WHAT THE EXERCISE ASKS
In the records below, take the stretch from the line containing "output [[1057, 819]]." through the line containing "[[766, 320]]" and switch every "Target" to "Label". Give back only those lines, with nothing else changed.

# SUPPLIED DATA start

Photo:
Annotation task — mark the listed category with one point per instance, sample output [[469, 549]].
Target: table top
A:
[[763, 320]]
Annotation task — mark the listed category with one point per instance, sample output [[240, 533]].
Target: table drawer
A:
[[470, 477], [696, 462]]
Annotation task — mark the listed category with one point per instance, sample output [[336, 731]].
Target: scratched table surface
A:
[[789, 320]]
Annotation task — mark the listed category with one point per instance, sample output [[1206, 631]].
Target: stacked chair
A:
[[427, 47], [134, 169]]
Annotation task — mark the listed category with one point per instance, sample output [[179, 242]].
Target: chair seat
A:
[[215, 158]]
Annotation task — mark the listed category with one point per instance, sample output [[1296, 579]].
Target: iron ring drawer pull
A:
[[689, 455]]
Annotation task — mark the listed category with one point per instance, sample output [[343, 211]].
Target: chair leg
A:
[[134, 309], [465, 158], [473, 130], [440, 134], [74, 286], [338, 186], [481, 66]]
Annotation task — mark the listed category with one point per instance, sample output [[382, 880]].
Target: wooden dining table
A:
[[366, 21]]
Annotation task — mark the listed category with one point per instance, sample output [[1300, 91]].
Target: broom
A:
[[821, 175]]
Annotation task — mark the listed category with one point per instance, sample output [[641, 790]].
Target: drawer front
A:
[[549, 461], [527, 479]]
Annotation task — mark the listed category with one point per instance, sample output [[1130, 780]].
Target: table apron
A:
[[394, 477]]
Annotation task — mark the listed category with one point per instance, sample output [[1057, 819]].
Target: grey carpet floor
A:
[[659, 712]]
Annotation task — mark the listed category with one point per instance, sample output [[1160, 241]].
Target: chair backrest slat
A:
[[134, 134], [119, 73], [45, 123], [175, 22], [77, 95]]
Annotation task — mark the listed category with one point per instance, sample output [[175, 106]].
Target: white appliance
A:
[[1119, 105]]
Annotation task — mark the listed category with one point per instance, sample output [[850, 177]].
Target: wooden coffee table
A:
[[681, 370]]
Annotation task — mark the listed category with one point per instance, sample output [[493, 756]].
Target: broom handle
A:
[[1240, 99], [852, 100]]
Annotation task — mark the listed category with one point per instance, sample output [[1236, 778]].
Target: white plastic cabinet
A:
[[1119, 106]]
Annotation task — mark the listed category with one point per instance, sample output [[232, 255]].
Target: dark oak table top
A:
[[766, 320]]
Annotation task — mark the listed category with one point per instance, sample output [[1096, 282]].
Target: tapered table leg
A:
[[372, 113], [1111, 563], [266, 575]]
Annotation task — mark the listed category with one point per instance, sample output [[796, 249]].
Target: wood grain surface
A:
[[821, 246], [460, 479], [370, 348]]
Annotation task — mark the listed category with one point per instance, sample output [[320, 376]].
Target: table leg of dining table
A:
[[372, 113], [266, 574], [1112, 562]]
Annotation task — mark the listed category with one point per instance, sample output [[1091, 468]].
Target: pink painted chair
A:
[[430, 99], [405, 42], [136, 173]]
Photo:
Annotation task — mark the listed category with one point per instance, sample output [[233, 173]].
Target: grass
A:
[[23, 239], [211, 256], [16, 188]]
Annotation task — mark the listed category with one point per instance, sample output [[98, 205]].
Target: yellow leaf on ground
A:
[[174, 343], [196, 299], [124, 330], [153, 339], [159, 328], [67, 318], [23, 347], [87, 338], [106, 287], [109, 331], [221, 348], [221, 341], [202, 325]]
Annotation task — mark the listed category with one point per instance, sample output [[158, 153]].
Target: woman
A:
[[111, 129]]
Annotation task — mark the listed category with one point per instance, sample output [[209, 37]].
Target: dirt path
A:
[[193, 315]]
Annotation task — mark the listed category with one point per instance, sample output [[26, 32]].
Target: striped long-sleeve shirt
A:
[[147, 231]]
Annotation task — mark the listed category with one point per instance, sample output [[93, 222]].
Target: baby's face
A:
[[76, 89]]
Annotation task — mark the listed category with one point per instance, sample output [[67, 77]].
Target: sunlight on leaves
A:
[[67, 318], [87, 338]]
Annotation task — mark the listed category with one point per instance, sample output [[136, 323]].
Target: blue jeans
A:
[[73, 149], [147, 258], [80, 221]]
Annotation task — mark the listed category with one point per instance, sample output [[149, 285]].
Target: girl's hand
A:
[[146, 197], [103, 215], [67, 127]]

# SUPPLIED DATA end

ANSWER FOR THIS EXERCISE
Annotation task — mark the listed category with one point per instance, sample output [[1057, 819]].
Label: grey carpet floor
A:
[[659, 712]]
Annotation task — mark the listed category with one point per instance, sample output [[1160, 241]].
Label: chair backrest slat
A:
[[134, 134], [119, 73], [45, 123], [175, 22], [77, 95]]
Annotation task — mark the listed category with one point per instance, sample output [[175, 106]].
Label: white appliance
A:
[[1119, 105]]
Annotation task — mark the listed category with one point per instance, sample output [[850, 177]].
Label: wooden coffee table
A:
[[681, 370]]
Annotation task — mark the listed category with one point per instance, sample output [[493, 756]].
Label: broom handle
A:
[[1240, 99], [852, 100]]
Annotation task — mark the listed category with one point per instance, sample output [[1236, 778]].
Label: white plastic cabinet
A:
[[1119, 106]]
Annotation task — mark the listed category with one point per instance, sample output [[232, 255]].
Label: dark oak table top
A:
[[766, 320]]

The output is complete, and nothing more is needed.